▸ **Lesetext**
□ □ □ □ □
OGH 2Ob52/92

OGH2Ob52/9225.11.1992

Der Oberste Gerichtshof hat durch den Senatspräsidenten des Obersten Gerichtshofes Dr.Kralik als Vorsitzenden und durch die Hofräte des Obersten Gerichtshofes Dr.Melber, Dr.Kropfitsch, Dr.Zehetner und Dr.Schinko als weitere Richter in der Rechtssache der klagenden und wiederaufnahmsbeklagten Partei Dagmar C*****, vertreten durch Dr.Herbert Grass, Rechtsanwalt in Deutschlandsberg, wider die beklagten und wiederaufnahmsklagenden Parteien 1.) Oliver K*****, und

2.) E***** Versicherung*****, *****, beide vertreten durch Dr.Hans Peter Benischke und Dr.Edwin Anton Payr, Rechtsanwälte in Graz, wegen

S 43.868,58 s.A., infolge Rekurses der klagenden und wiederaufnahmsbeklagten Partei gegen den Beschluß des Landesgerichtes für Zivilrechtssachen Graz als Berufungsgerichtes vom 17.September 1992, GZ 5 R 151/92-13 , womit die Berufung der klagenden und wiederaufnahmsbeklagten Partei gegen das Urteil des Bezirksgerichtes Deutschlandsberg vom 17.Februar 1992, GZ 2 C 76/92x-4, zurückgewiesen wurde, folgenden

Beschluß

gefaßt:

 

Spruch:

Es wird dem Rekurs Folge gegeben, der angefochtene Beschluß aufgehoben und dem Berufungsgericht eine neuerliche Entscheidung über die Berufung aufgetragen.

Auf die Kosten des Rekurses ist gleich weiteren Verfahrenskosten Bedacht zu nehmen.

Die Rekursbeantwortung der beklagten und wiederaufnahmsklagenden Parteien wird zurückgewiesen.
□ □ □ □ □
Datensätze:
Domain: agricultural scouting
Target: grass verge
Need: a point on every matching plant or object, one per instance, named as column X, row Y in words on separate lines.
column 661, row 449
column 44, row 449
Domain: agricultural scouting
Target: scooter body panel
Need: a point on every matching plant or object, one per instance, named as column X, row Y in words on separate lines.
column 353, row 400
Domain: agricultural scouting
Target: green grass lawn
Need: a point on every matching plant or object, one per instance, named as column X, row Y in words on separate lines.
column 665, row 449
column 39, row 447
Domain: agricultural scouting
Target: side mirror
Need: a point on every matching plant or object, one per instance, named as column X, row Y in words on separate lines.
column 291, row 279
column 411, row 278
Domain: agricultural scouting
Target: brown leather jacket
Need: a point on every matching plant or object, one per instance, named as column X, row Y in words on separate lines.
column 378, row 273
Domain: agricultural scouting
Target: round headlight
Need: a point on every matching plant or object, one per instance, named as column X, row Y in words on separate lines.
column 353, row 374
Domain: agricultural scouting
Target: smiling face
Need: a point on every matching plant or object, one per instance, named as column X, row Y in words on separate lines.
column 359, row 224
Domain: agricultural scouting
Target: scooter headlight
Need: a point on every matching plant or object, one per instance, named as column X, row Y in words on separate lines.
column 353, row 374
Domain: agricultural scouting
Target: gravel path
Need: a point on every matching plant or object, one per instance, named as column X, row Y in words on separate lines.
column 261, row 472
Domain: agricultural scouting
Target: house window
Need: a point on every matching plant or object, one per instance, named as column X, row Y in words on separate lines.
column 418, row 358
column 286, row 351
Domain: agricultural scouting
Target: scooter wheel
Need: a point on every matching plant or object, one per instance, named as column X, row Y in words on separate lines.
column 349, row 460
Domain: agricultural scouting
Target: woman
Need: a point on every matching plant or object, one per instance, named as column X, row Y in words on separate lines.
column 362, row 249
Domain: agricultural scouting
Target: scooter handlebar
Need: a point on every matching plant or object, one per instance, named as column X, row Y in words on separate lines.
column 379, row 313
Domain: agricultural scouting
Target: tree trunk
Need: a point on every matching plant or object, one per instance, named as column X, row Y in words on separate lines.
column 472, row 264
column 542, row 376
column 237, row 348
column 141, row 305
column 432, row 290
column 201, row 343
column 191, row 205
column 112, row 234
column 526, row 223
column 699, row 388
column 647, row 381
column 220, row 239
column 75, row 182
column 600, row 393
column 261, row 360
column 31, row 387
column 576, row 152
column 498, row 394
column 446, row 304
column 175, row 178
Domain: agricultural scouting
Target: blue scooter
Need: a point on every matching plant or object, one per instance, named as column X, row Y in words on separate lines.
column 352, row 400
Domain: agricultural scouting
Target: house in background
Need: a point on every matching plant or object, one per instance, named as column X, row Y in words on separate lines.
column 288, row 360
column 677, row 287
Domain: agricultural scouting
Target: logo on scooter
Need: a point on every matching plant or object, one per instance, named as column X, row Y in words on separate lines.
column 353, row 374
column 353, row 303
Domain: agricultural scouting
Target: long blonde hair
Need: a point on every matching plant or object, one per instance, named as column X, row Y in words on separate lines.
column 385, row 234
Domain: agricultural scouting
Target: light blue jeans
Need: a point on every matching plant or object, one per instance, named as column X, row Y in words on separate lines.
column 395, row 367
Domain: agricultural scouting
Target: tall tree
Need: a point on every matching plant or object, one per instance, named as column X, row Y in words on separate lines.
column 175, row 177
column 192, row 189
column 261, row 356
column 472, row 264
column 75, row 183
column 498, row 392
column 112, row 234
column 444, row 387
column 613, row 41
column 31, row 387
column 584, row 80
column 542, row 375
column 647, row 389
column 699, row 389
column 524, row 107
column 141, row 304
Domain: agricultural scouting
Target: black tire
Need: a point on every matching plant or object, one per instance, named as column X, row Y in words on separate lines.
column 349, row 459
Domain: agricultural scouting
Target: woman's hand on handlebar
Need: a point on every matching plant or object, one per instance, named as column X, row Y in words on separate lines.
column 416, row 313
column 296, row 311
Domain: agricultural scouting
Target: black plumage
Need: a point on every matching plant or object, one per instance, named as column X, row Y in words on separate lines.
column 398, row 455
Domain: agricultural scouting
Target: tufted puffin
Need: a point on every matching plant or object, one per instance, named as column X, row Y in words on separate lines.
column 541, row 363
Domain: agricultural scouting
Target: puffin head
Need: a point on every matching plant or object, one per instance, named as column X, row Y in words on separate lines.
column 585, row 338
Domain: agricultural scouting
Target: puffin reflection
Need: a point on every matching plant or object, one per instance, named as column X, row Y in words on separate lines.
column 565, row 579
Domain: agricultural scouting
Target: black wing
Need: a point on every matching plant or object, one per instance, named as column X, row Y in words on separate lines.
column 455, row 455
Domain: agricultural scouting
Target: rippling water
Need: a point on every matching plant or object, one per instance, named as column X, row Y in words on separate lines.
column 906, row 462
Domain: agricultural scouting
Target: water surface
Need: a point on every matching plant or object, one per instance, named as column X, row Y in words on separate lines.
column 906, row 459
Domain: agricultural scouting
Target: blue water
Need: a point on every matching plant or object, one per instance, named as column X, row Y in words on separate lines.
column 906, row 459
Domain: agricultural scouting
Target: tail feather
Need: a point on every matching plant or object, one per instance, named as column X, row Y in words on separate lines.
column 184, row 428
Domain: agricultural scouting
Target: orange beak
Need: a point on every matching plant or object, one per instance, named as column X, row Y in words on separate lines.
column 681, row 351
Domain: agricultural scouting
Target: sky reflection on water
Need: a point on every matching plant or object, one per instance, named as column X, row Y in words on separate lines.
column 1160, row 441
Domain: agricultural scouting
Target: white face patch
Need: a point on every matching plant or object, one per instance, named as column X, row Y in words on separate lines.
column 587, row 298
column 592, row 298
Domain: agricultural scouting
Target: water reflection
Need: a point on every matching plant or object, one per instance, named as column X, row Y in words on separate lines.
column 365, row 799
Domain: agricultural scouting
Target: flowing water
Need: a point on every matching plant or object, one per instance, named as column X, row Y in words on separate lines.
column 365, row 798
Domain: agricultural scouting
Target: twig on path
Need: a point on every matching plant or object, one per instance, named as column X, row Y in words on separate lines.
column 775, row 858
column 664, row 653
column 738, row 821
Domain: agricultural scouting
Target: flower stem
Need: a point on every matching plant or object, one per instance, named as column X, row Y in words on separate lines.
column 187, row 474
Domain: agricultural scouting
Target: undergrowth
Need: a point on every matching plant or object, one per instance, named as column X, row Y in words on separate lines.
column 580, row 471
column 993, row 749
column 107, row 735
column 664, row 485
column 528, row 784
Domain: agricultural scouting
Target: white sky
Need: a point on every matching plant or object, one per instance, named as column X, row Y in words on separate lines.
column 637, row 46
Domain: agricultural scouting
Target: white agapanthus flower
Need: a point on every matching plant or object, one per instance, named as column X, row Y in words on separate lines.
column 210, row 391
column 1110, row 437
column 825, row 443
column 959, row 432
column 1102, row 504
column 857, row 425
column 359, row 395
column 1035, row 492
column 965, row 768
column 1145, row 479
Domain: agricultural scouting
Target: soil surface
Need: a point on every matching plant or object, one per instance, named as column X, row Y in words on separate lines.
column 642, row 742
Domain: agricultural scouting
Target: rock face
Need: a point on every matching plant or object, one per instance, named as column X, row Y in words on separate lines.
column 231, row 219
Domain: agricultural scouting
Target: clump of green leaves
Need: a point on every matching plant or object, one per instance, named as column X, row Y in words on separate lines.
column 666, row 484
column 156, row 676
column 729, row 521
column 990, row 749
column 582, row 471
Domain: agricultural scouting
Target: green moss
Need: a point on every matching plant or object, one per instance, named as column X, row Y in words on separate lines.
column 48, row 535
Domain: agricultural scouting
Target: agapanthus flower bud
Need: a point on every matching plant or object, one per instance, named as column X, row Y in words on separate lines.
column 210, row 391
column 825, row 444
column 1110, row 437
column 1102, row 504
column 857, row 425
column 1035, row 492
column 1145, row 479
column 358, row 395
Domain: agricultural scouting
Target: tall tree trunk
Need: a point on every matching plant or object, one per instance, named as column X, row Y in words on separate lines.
□ □ □ □ □
▸ **Aufgaben**
• a. Welches Gericht hat laut dem Lesetext zum Beschluss des Obersten Gerichtshofes das Urteil vom 17. Februar 1992 gefällt?
• b. Führen Sie den Lesetext zum Beschluss des Obersten Gerichtshofes im Anschluss an seinen letzten Satz weiter.

▸ **Lösungen je Aufgabe**
• a. Das Bezirksgericht Deutschlandsberg.

• b.
Text

Begründung

Die klagende und wiederaufnahmsbeklagte Partei (im folgenden: Klägerin) begehrte mit ihrer Klage von den beklagten und wiederaufnahmsklagenden Parteien (im folgenden: Beklagte) als Schadenersatz aus einem Verkehrsunfall Reparaturkosten von S 35.288,58, Abschleppkosten von S 580,-- und Wertminderung von S 8.000,--, insgesamt daher S 43.868,58.

Die Beklagten wendeten ein, die Klägerin habe den Unfall allein verschuldet. Außerdem wendeten die Beklagten den am Fahrzeug des Erstbeklagten entstandenen Schaden aufrechnungsweise ein.

Das Erstgericht sprach mit Urteil vom 18.11.1991, 2 C 1851/91z-11 - ausgehend von einer Schadensteilung im Verhältnis von 1 : 1 - aus, daß die Forderung der Klägerin mit S 21.934,29 und die eingewendete Gegenforderung mit S 9.000,-- zu Recht bestehe und die Beklagten zur ungeteilten Hand schuldig seien, der Klägerin einen Betrag von S 12.934,29 samt Zinsen zu bezahlen. Das Mehrbegehren von S 30.934,29 samt Zinsen wurde abgewiesen. Dieses Urteil wurde dem Klagevertreter am 10.12.1991 zugestellt.

Am 16.1.1992 brachten die Beklagten eine Wiederaufnahmsklage ein, in der sie vorbrachten, sie hätten erst jetzt erfahren, daß die Klägerin die Reparaturkosten mit Ausnahme eines Selbstbehaltes von S 1.764,45 vom Kaskoversicherer erhalten habe. Die Klägerin habe daher nur Anspruch auf Ersatz dieses Betrages sowie der Hälfte der Abschleppkosten und der Wertminderung, insgesamt auf S 6.054,45. Da die Gegenforderung bis zu dieser Höhe ebenfalls zu Recht bestehe, sei das Klagebegehren zur Gänze abzuweisen.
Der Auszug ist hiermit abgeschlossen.